**DOCUMENT SECTION**
....

For some time now, legal scholars have been writing about the panoply of diverse family forms such as single parents, post-divorce, blended, and LGTBQ+ families. We use these “modern” arrangements as a gateway into discussing how families actually work, how far the law is from reflecting that reality, and how social changes in family formation challenge norms about gender, sexuality, and the nuclear family. Only on a few occasions, however, do we find in the legal literature an article that empirically tests our assumptions about how the law reflects family reality and how effectively a legal institution regulates such reality. Courtney Joslin and Douglas NeJaime’s How Parenthood Functions does precisely that.
In their forthcoming article, the authors survey 669 electronically reported judicial decisions (almost all of which are appellate decisions) from every United States jurisdiction with a functional parent doctrine. They define functional parenthood as legal institutions that grant parental rights to a person based on their conduct of having functioned as a parent (e.g., de facto parentage, in loco parentis, psychological parenthood, or presumed parentage based on holding out a child as one’s own). Their study includes cases decided under common law, equitable, and statutory grounds that treat functional parents as legal parents or grant them partial parental rights. The authors exclude from their data set cases arising under third-party custody and visitation statutes that do not require proof of a parent-child relationship or parenting behavior; doctrines that turn on a person’s status in relation to the legal parent to grant rights (e.g., marital presumptions or right to visitation based on the status as a grandparent or stepparent); and assisted reproduction statutes that recognize people as parents (both married and unmarried) based on their intent to be parents.

....

**RAW RECORDS**

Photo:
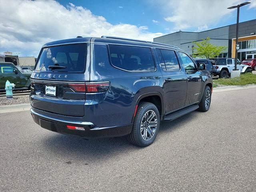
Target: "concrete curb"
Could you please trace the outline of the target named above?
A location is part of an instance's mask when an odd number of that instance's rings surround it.
[[[30,103],[0,106],[0,113],[27,111],[31,108]]]
[[[214,92],[220,92],[221,91],[232,91],[238,89],[248,89],[256,88],[256,84],[248,84],[245,85],[234,85],[226,86],[225,87],[216,87],[213,88]]]

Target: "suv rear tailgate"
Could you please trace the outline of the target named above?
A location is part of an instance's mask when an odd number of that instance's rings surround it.
[[[43,47],[31,75],[32,107],[57,114],[84,116],[89,46],[78,43]]]
[[[76,92],[65,83],[38,81],[32,79],[31,82],[30,102],[33,107],[68,116],[82,117],[84,115],[85,93]],[[46,94],[46,86],[56,88],[55,96]]]

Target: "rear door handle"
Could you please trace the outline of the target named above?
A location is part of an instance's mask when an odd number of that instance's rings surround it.
[[[170,82],[172,81],[172,78],[167,78],[167,79],[165,79],[164,80],[166,82]]]

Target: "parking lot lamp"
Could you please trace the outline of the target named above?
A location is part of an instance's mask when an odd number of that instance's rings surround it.
[[[239,8],[240,8],[240,7],[242,7],[242,6],[244,6],[244,5],[247,5],[247,4],[249,4],[249,3],[251,3],[250,2],[245,2],[245,3],[241,3],[241,4],[239,4],[239,5],[237,5],[236,6],[232,6],[228,8],[229,9],[232,9],[235,8],[237,8],[237,15],[236,16],[236,55],[235,57],[236,59],[235,60],[235,69],[233,70],[235,71],[238,70],[236,67],[236,65],[237,64],[237,51],[239,49],[239,48],[238,49],[237,48],[237,44],[238,41],[238,28],[239,27]]]

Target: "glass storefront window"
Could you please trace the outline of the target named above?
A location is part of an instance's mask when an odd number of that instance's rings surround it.
[[[246,41],[242,42],[242,46],[241,46],[241,49],[246,49]]]
[[[247,48],[248,49],[251,49],[252,48],[253,48],[254,46],[254,40],[249,40],[247,41]]]
[[[238,52],[237,53],[237,58],[241,61],[241,52]]]
[[[246,58],[246,52],[245,51],[244,52],[241,52],[241,62],[242,62]]]
[[[242,49],[241,47],[241,41],[238,42],[238,45],[239,45],[239,49]]]
[[[252,59],[252,55],[247,55],[247,59]]]

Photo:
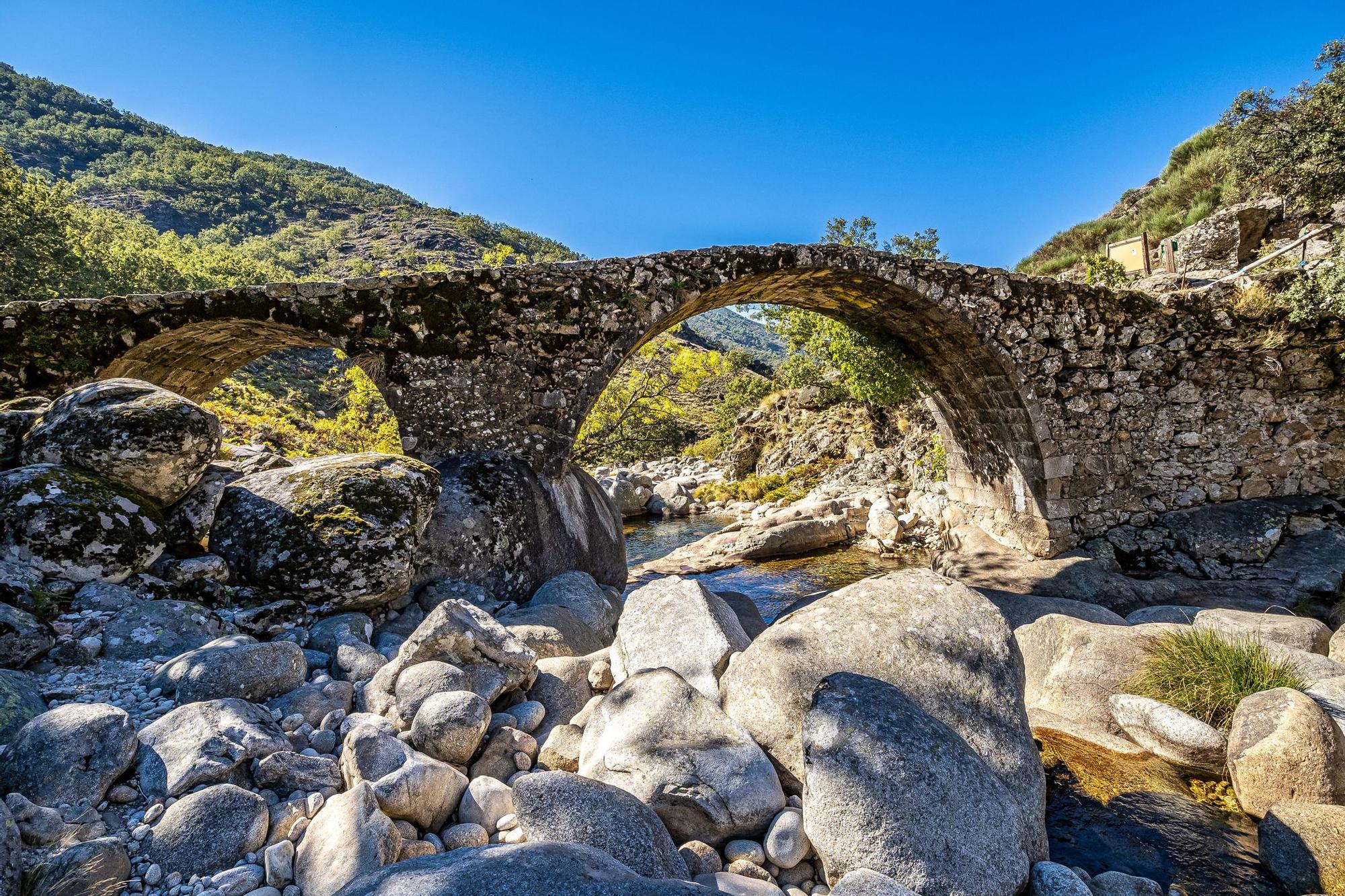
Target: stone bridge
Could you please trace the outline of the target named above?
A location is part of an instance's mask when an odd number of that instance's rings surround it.
[[[1340,320],[831,245],[16,301],[0,398],[126,375],[199,400],[265,352],[335,346],[409,453],[504,449],[557,475],[631,351],[744,303],[897,336],[928,371],[954,505],[1037,554],[1209,500],[1345,494]]]

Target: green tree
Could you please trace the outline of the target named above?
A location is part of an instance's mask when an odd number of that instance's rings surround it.
[[[1224,113],[1233,170],[1256,190],[1272,190],[1322,210],[1345,196],[1345,40],[1315,61],[1325,74],[1276,98],[1244,90]]]
[[[861,215],[854,221],[845,218],[831,218],[822,233],[822,242],[831,242],[841,246],[861,246],[863,249],[878,248],[878,225],[873,218]]]
[[[822,241],[874,249],[877,225],[868,217],[831,218]],[[909,237],[897,234],[882,248],[913,258],[947,258],[933,227]],[[919,365],[885,332],[803,308],[768,305],[760,313],[790,350],[790,358],[776,371],[776,379],[790,389],[816,386],[824,401],[849,397],[889,406],[911,401],[921,391]]]
[[[763,377],[746,370],[749,361],[746,352],[706,351],[671,334],[651,339],[584,418],[576,457],[624,463],[722,436],[738,410],[769,391]]]

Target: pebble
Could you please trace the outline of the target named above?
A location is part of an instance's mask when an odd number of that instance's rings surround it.
[[[761,848],[761,844],[753,839],[730,839],[724,845],[724,858],[729,864],[746,861],[753,865],[764,865],[765,849]]]

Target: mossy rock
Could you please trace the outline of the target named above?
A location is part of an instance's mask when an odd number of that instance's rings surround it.
[[[102,379],[51,402],[24,436],[23,460],[78,467],[167,507],[196,484],[219,440],[200,405],[140,379]]]
[[[225,487],[210,550],[230,581],[338,609],[404,595],[440,478],[397,455],[335,455]]]
[[[0,557],[70,581],[120,583],[164,549],[164,518],[140,492],[56,464],[0,472]]]
[[[47,712],[36,682],[20,671],[0,669],[0,744],[13,743],[19,729]]]

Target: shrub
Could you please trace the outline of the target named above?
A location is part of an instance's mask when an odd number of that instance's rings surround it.
[[[841,463],[839,457],[820,457],[783,474],[752,474],[733,482],[710,482],[695,490],[699,502],[712,500],[798,500],[822,480],[822,475]]]
[[[1307,682],[1290,661],[1271,657],[1255,638],[1189,628],[1153,638],[1123,687],[1228,731],[1244,697],[1272,687],[1303,690]]]
[[[1122,264],[1106,256],[1084,257],[1084,278],[1099,287],[1124,287],[1128,283]]]

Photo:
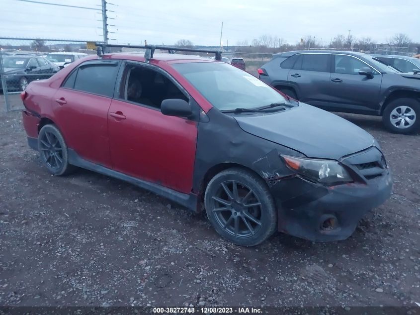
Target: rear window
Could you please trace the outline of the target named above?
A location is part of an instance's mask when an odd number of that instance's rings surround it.
[[[280,66],[283,69],[292,69],[299,56],[299,55],[293,55],[280,64]]]

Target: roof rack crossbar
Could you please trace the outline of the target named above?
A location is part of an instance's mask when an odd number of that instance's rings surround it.
[[[138,48],[141,49],[146,49],[145,52],[145,58],[149,59],[153,58],[153,54],[155,50],[160,49],[161,50],[168,50],[170,54],[175,53],[175,51],[189,51],[191,52],[201,52],[209,54],[215,54],[216,60],[222,60],[222,52],[220,50],[210,50],[209,49],[195,49],[194,48],[186,48],[179,47],[169,47],[168,46],[156,46],[155,45],[145,45],[142,46],[136,46],[134,45],[117,45],[114,44],[105,44],[103,43],[95,43],[96,47],[102,48],[102,51],[104,52],[106,47],[116,48]]]

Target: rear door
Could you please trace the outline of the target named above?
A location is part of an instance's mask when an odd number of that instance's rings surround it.
[[[114,169],[190,193],[198,123],[164,115],[160,106],[166,99],[198,105],[174,80],[151,65],[128,63],[121,82],[108,115]]]
[[[379,91],[382,75],[361,59],[353,56],[334,54],[330,83],[332,103],[327,109],[359,113],[375,113],[379,109]],[[369,67],[373,78],[359,74]]]
[[[287,80],[299,100],[319,106],[330,101],[331,54],[300,54],[289,71]]]
[[[119,60],[86,61],[75,69],[54,96],[56,123],[67,145],[82,158],[111,167],[108,110]]]

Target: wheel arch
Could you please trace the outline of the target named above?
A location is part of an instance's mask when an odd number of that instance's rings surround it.
[[[411,90],[396,90],[391,92],[385,98],[383,105],[381,107],[381,115],[384,113],[384,110],[391,102],[403,98],[409,98],[420,101],[420,91]]]
[[[39,123],[38,125],[38,134],[39,134],[39,131],[45,125],[55,124],[54,122],[50,118],[47,117],[43,117],[39,120]]]
[[[264,182],[265,182],[265,180],[261,176],[260,174],[258,174],[258,172],[256,172],[255,170],[252,169],[252,168],[250,168],[250,167],[245,166],[245,165],[243,165],[242,164],[234,162],[220,163],[210,167],[208,170],[207,170],[207,171],[204,174],[202,180],[201,181],[201,185],[200,187],[200,191],[199,193],[199,200],[201,202],[204,202],[204,194],[206,192],[206,189],[207,189],[207,186],[208,185],[208,184],[211,180],[212,178],[214,177],[216,175],[217,175],[221,172],[234,167],[242,168],[243,169],[246,170],[247,171],[253,173],[253,174],[257,176],[258,177],[261,178],[264,181]]]

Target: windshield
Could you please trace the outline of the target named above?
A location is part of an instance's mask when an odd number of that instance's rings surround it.
[[[377,60],[375,57],[366,55],[363,56],[363,58],[371,62],[373,66],[381,72],[383,71],[384,72],[393,72],[394,73],[399,73],[399,71],[397,70],[395,68],[391,66],[387,66],[380,61]]]
[[[221,110],[288,103],[262,81],[224,63],[179,63],[173,66]]]
[[[4,68],[24,68],[27,61],[27,58],[5,57],[3,58],[3,67]]]
[[[47,55],[47,59],[51,62],[72,62],[71,55]]]

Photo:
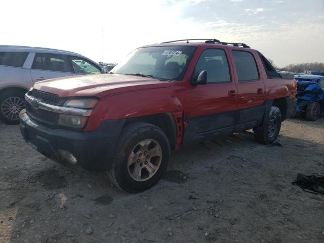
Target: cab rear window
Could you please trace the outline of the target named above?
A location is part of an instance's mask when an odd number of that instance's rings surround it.
[[[252,54],[242,51],[233,51],[232,53],[238,82],[249,82],[259,80],[257,64]]]
[[[22,67],[28,55],[28,52],[0,52],[0,65]]]

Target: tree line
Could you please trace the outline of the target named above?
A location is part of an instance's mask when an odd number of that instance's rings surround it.
[[[273,61],[268,59],[272,66],[277,70],[280,71],[288,71],[289,72],[304,72],[309,71],[324,71],[324,63],[323,62],[306,62],[297,64],[289,64],[283,67],[279,67],[273,63]]]

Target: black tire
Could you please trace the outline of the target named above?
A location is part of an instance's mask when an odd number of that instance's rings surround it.
[[[254,139],[263,144],[271,144],[277,139],[281,126],[281,113],[279,108],[272,106],[266,124],[253,129]]]
[[[305,116],[307,120],[316,120],[320,116],[320,104],[315,101],[307,105]]]
[[[19,124],[19,113],[22,109],[25,107],[25,92],[19,90],[12,90],[5,91],[0,95],[0,119],[9,125]],[[17,102],[18,106],[15,106],[15,112],[13,112],[8,105],[11,101]],[[9,103],[8,103],[9,102]],[[22,103],[23,102],[23,103]]]
[[[128,165],[129,156],[132,151],[134,151],[134,148],[136,147],[139,143],[148,139],[153,140],[154,142],[157,142],[161,148],[160,150],[159,149],[161,153],[159,167],[156,170],[152,177],[144,181],[138,181],[130,175],[129,168],[131,167]],[[134,155],[139,156],[137,154],[134,154]],[[122,190],[128,192],[139,192],[148,189],[158,181],[167,169],[170,156],[170,142],[163,131],[157,127],[148,123],[136,123],[130,124],[125,127],[122,131],[114,159],[110,169],[107,171],[108,176],[110,181]],[[137,159],[137,161],[139,160],[139,159]],[[141,168],[140,170],[142,169],[145,168]]]

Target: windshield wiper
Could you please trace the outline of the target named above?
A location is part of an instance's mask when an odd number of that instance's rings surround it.
[[[136,73],[130,73],[129,74],[125,75],[133,75],[134,76],[140,76],[141,77],[151,77],[152,78],[154,78],[154,77],[152,75],[144,74],[143,73],[140,73],[139,72],[137,72]]]

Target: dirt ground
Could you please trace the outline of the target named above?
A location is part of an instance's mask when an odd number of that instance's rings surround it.
[[[132,194],[0,123],[0,242],[324,242],[324,196],[292,184],[299,173],[324,175],[324,118],[285,121],[282,147],[251,134],[173,152],[164,179]]]

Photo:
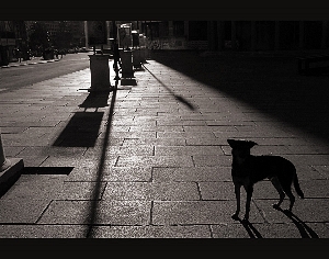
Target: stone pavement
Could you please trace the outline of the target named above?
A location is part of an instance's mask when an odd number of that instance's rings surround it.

....

**THINGS TO DO**
**A.** Pull out every row that contains the word "window".
**B.** Continue the passage on the functional parenthood study, picking up after its final sentence.

**IN RESPONSE**
**A.**
Target: "glass storefront window"
Target: rear window
Target: cab rear window

**B.**
The authors coded these data using several categories. In addition to the expected classifications such as jurisdiction, posture, party bringing claim, publication, type of doctrine applied, legal authority, and judicial determination, the authors also coded for the identity of the alleged functional parent (e.g., same-sex unmarried partner, grandparent, different-sex spouse, foster parent), the role of the alleged functional parent and of the legal parent (e.g., primary caregiver, never lived with the child, involved but not the primary caregiver); whether there were domestic violence and/or child abuse and neglect allegations and the identity of the individual(s) against whom allegations were made, child welfare involvement, whether child entered the family through assisted reproduction, adoption, or sexual procreation; and parental death. In this piece, they focus on how these coded categories show who functional parents are and what they do, and how these cases arise and are decided by the courts.
Based on their data, Joslin and NeJaime dispel various descriptive and predictive assumptions made by courts and scholars regarding functional parents. Specifically, the authors show how scholars’ fascination with paradigmatic “modern families” might lead to erroneous beliefs that functional parent doctrines are obsolete, intrusive of the parent-child relationship, and the basis for meritless and abusive claims, and to unwarranted skepticism about whether courts can effectively decide such cases.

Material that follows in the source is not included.